**Wybrany fragment**
'''
Model Zarabiania Jednoosobowego | worldmaster.pl
#

Przedstawiam Wam moją nową metodę działania online. Inspirowaną w większości Danem Koe, ale z moim lekkim twistem.

Niedawno napisałem na Discordzie Fundacji Teatrikon posta o moim pomyśle na publikowanie treści. Potem, gdy już przeczytałem, co napisałem, doszedłem do wniosku, że to całkiem niezłe i chyba sam powinienem stosować.

1. Ustal wielki cel.

Taki górnolotny. Olej SMART i inne metody wyznaczania celów. Ustal coś, a la marzenie. Swoje własne, osobiste marzenie. Górnolotny cel.
'''
**Zadania do wykonania**
1. Przepisz fragment tekstu o modelu zarabiania jednoosobowego, zaczynając od "Niedawno napisałem na" i kończąc na "sam powinienem stosować.", a po drodze zastąp "Discordzie" słowem "forum".
2. Wypisz z rekordów każdy wiersz, w którym występuje ciąg "nose". Wielkość liter ma znaczenie.

(Elementy obrysów oznaczonych obszarów)
'''
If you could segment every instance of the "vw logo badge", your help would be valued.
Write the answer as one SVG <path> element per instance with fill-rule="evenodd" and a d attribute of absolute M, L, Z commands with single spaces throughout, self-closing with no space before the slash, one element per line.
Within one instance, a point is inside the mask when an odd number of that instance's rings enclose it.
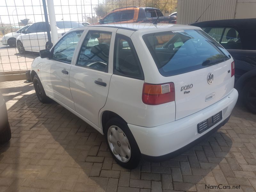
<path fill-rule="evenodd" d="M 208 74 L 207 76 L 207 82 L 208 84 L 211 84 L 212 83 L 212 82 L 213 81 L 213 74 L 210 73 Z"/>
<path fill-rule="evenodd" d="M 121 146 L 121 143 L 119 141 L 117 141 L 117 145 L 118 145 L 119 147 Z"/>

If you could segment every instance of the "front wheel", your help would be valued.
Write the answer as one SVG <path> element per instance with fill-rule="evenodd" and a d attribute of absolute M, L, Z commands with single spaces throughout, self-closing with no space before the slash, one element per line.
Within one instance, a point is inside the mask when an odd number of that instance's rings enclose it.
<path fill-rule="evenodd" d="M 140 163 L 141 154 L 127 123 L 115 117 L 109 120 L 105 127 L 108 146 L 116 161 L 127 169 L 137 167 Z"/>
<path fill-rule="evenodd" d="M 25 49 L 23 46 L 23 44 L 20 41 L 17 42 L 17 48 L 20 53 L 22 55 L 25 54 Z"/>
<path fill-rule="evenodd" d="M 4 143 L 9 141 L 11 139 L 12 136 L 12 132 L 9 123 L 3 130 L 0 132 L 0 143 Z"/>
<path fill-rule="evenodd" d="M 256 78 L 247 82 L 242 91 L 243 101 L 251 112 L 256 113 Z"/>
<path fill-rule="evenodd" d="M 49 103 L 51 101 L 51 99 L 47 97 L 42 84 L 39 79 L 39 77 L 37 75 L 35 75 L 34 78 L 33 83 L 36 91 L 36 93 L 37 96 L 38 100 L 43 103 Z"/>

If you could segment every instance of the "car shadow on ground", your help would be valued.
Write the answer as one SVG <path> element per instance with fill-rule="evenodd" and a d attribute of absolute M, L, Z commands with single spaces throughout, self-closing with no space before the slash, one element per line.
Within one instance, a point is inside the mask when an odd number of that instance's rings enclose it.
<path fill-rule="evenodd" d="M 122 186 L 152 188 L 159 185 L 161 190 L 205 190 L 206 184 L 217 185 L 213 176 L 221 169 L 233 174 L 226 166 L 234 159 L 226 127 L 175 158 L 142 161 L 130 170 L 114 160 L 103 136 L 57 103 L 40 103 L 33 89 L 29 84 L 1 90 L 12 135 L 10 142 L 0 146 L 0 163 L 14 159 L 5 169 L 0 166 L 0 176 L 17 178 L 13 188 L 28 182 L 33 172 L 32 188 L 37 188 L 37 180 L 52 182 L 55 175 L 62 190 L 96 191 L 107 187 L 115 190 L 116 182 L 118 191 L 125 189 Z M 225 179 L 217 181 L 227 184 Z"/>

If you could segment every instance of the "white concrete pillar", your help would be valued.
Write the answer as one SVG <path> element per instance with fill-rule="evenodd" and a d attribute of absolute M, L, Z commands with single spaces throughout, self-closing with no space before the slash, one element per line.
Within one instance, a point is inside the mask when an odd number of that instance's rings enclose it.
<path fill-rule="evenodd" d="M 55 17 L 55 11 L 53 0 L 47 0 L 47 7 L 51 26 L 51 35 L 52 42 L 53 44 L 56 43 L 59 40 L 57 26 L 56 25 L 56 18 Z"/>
'''
'''
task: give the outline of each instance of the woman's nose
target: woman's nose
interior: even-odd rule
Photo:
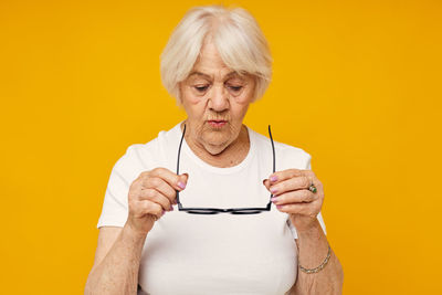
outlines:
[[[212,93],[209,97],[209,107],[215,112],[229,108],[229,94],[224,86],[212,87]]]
'''
**Oczekiwane wyniki**
1.
Niedawno napisałem na forum Fundacji Teatrikon posta o moim pomyśle na publikowanie treści. Potem, gdy już przeczytałem, co napisałem, doszedłem do wniosku, że to całkiem niezłe i chyba sam powinienem stosować.

2.
task: give the outline of each instance of the woman's nose
target: woman's nose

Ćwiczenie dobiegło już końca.